◆ What you need to do
The whole listing below must be printed again exactly, images excluded.

◆ Stored data

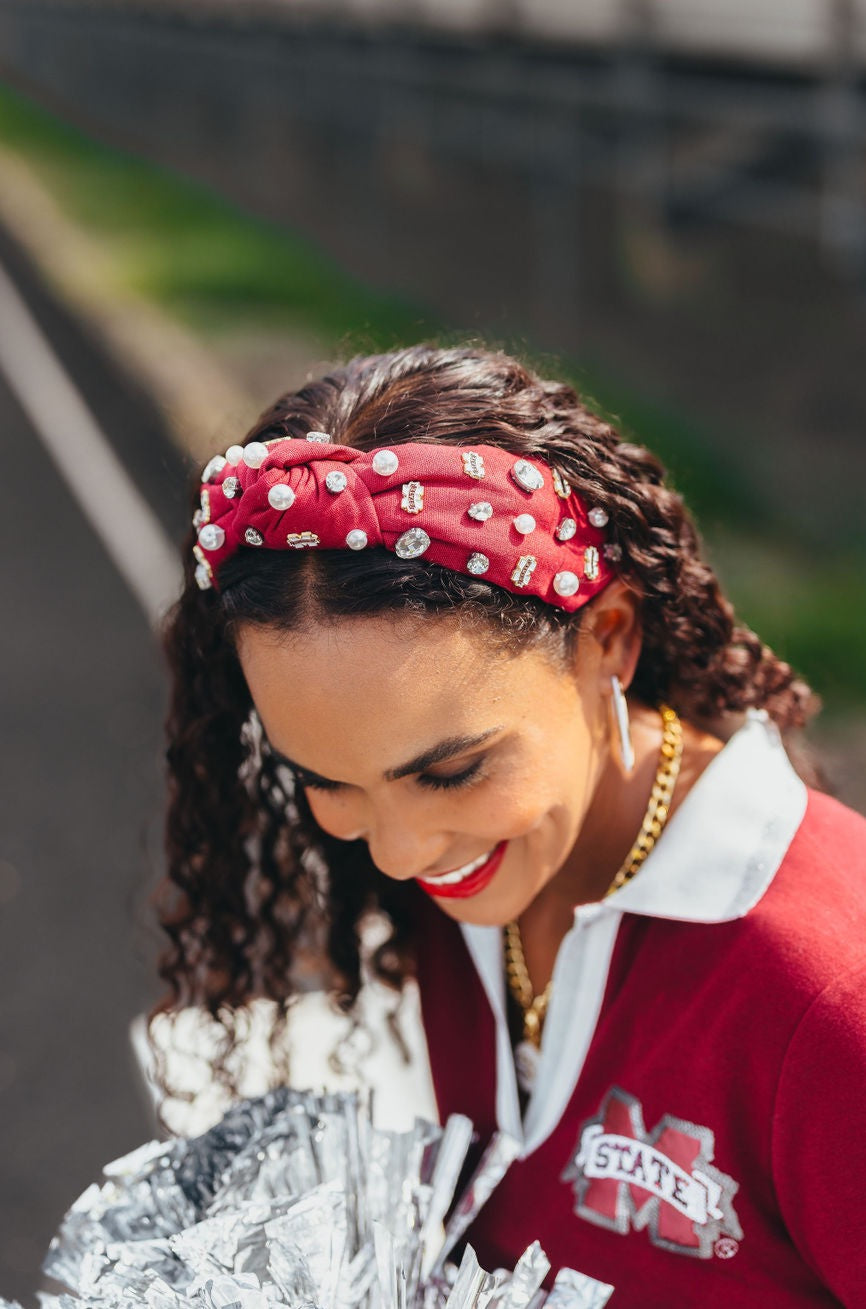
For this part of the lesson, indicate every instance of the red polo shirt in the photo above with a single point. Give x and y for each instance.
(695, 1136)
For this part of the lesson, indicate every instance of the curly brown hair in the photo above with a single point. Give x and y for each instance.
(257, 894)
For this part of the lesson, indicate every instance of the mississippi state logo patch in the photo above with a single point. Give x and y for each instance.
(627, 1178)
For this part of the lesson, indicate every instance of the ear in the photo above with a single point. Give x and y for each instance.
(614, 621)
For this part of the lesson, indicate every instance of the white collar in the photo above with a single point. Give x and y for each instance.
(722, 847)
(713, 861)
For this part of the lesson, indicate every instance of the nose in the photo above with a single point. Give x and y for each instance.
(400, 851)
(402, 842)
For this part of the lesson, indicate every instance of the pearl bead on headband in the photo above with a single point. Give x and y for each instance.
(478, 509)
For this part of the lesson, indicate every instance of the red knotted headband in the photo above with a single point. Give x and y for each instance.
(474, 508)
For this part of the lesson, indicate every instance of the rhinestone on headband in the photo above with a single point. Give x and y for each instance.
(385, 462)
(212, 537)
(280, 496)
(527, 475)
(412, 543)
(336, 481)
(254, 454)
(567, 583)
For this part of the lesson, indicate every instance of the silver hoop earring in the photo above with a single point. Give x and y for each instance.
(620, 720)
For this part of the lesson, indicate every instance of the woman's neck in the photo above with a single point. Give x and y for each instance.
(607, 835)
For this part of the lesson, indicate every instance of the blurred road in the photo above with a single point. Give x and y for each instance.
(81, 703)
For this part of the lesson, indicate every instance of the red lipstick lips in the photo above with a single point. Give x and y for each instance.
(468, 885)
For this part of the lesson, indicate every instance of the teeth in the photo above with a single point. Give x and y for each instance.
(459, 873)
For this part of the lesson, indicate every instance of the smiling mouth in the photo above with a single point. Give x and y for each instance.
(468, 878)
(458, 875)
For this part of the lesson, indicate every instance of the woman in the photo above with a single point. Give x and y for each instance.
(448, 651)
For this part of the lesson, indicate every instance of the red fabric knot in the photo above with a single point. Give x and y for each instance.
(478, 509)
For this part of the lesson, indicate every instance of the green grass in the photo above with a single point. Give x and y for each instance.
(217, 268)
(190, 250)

◆ Exercise answer
For this part of the lesson, indicate every instance of the red polo shirt in the photo above with a single point. Give x and y for each instance.
(695, 1136)
For this part of the lesson, indicate every instance of the curly brown hair in the photo above with a single point. Give x and y for each instance.
(257, 894)
For this part of the lesson, indicate every instance of the mississippi state logo patch in the photo above with a single point. Give x and y for each instance.
(627, 1178)
For this part of the lesson, indicate every instance of the ear in the photo above with a single point. Give x and y for each instance.
(614, 621)
For this part of the lesson, indicate every instance of the white collar in the photo above with a single point. Give x and y for each instance.
(722, 847)
(713, 861)
For this part of the lesson, indicate every instance of the nose in the photo above with a single point. Give x and y for each instance.
(400, 851)
(402, 842)
For this part of the lesson, indicate every instance of the pearl bead on headband in the photo above with a single point. Give x and y for each instance.
(478, 509)
For this part of the lesson, indicate every instance of the red knotted headband in the photo above with a single point. Give x and y for each instance.
(474, 508)
For this part of the lesson, indicate every instance of the rhinestone on headband in the photo above with a single point. Give x and y for each instance.
(385, 462)
(212, 537)
(280, 496)
(527, 475)
(412, 543)
(336, 481)
(254, 454)
(567, 583)
For this part of the lesson, indicate every instance of the silver hoop earring in the photo above with a single point. Give x and y for each instance.
(620, 720)
For this part of the lesson, indicate every instance of the woman's neck in the photo above with a single point. Give x and y for each instance.
(607, 835)
For this part of the lesson, indicate every instance of the blurred road in the photo above with a single point. Give x and y for each instance.
(81, 703)
For this part of the lesson, indicate every instance of the red lipstick lips in the photo above with a single point. Give x and y for each instance.
(468, 885)
For this part of the lesson, indicate every instance of the teeth in the photo above with a single point. Give x and y for each instance.
(459, 873)
For this part of the lesson, indicate every instance of the smiling mouth in the photo above with a single point. Give x and y for each instance.
(468, 878)
(458, 875)
For this part of the lesson, indicate every instance of the woman in the photo above with a single point. Give x and y for each instance.
(448, 651)
For this part of the lesson, indicate every instance of the red fabric knot in the photo above with a single point. Give x and y for each instance.
(478, 509)
For this part of the lesson, indicate every instance of the green grass in the photo above with a single point. Give x and y for each instance.
(217, 268)
(190, 250)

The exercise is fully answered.